TASK OBJECTIVE:
Recast everything from the beginning of the listing down to the line containing "pixel 394 300", inclusive, as a Markdown table with two columns: Row for a running number and Entry for the line itself. Omit blank lines.

★ ★ ★ ★ ★ ★ ★

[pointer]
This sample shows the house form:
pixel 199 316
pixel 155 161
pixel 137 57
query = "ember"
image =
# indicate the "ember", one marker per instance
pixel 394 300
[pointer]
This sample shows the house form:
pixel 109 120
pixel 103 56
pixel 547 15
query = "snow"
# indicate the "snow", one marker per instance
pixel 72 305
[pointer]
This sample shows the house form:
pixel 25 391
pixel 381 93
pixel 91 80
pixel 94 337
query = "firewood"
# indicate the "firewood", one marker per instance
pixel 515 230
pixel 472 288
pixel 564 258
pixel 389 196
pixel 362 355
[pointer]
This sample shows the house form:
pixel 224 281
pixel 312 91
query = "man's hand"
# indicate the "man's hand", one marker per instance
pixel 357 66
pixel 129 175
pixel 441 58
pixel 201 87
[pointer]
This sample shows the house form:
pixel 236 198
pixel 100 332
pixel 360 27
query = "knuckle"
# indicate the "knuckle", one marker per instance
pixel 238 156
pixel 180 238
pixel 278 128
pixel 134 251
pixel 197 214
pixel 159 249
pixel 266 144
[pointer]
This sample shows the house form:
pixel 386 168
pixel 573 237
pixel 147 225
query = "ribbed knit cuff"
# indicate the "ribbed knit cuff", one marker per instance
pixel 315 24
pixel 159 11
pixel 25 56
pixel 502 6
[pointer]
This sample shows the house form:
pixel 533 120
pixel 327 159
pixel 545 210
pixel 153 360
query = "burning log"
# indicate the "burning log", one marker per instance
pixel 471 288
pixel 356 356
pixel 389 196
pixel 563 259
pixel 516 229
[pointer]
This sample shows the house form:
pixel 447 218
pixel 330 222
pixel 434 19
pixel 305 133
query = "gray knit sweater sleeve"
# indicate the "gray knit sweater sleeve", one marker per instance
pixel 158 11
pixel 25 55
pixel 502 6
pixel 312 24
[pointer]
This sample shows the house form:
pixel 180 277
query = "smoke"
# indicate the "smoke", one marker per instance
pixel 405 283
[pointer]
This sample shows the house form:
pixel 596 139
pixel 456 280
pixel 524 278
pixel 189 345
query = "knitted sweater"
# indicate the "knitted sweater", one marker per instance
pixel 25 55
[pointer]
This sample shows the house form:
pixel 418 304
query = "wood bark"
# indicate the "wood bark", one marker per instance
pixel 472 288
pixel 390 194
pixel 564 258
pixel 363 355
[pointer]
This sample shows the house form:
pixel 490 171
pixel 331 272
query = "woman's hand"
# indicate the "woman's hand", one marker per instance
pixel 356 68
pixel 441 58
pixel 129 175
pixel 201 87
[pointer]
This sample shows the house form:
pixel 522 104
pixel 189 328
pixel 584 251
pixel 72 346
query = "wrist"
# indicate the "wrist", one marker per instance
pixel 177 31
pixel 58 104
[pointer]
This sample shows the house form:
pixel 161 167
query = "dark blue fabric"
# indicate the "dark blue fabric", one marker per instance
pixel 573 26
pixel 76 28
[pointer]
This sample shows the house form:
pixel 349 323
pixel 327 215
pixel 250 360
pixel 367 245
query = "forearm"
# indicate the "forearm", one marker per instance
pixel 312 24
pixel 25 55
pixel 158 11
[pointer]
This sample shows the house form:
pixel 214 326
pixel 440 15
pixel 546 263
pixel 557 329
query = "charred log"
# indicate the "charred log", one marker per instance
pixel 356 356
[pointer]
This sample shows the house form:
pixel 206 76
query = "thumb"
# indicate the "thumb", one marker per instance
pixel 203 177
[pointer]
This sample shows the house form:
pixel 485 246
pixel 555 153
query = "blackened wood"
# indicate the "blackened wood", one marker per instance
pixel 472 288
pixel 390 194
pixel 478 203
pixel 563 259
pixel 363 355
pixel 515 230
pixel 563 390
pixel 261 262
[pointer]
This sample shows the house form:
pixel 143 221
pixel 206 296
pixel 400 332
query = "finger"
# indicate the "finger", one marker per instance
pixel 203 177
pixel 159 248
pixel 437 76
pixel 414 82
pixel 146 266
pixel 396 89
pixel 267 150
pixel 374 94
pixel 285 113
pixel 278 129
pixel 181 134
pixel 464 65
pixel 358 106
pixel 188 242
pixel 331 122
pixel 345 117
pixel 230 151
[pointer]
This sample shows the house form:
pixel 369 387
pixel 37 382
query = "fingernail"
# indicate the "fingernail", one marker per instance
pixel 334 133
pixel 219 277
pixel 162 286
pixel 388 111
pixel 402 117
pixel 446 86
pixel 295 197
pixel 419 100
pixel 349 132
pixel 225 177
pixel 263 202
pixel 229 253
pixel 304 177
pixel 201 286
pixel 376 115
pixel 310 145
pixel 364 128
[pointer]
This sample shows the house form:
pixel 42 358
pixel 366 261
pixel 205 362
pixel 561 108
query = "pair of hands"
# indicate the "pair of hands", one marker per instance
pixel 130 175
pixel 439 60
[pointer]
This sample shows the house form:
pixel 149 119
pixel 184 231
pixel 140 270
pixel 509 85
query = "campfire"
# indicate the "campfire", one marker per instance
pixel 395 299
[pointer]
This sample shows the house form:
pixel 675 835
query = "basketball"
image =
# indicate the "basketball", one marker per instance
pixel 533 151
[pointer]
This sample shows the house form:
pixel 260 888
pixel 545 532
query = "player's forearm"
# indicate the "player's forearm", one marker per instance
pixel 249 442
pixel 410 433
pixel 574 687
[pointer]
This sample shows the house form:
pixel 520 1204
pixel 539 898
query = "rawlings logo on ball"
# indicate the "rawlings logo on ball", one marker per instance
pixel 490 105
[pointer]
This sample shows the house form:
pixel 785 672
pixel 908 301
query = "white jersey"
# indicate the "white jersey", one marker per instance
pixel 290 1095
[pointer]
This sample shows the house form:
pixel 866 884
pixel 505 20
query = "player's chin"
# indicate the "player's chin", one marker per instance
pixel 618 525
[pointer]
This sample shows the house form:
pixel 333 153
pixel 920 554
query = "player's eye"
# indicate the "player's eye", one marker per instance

★ ★ ★ ★ ★ ★ ★

EXERCISE SOLUTION:
| Row | Entry |
|---|---|
| 1 | [pointer] |
| 2 | This sample shows the house form: |
| 3 | pixel 199 316 |
| 4 | pixel 155 161 |
| 5 | pixel 137 57 |
| 6 | query = "ember" |
| 7 | image = |
| 8 | # indicate the "ember", one marker per instance |
| 9 | pixel 394 300 |